# START OF Available data
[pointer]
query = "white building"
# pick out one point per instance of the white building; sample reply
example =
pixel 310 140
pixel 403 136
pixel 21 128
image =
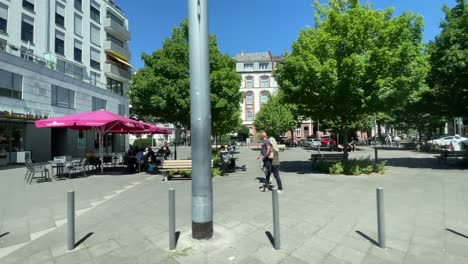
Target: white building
pixel 60 57
pixel 258 83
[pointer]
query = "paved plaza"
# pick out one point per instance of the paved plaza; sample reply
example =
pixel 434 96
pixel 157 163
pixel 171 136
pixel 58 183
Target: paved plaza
pixel 123 218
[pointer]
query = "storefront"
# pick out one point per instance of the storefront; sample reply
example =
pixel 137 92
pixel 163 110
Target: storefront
pixel 15 145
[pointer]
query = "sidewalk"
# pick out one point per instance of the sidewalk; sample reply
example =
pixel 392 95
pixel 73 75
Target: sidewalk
pixel 320 216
# END OF Available data
Goal: Can you quote all of the lines above word for word, leaving the pictures out of your reply?

Result:
[pointer]
query = "white building"
# pick out one point per instance of the white building; sample reply
example =
pixel 310 140
pixel 403 136
pixel 21 128
image =
Target: white building
pixel 60 57
pixel 258 83
[pointer]
query = "paved plaza"
# pick out one point per instance of the paved plaza; sample reply
example =
pixel 434 96
pixel 157 163
pixel 171 136
pixel 58 183
Target: paved plaza
pixel 123 218
[pointer]
query = "storefront"
# pick out one point per instance of the storefront; sample reply
example =
pixel 137 92
pixel 163 110
Target: storefront
pixel 15 145
[pointer]
query = "sidewalk"
# pick out one point per instance of the sidewalk; sample reply
example =
pixel 392 95
pixel 73 75
Target: sidewalk
pixel 320 216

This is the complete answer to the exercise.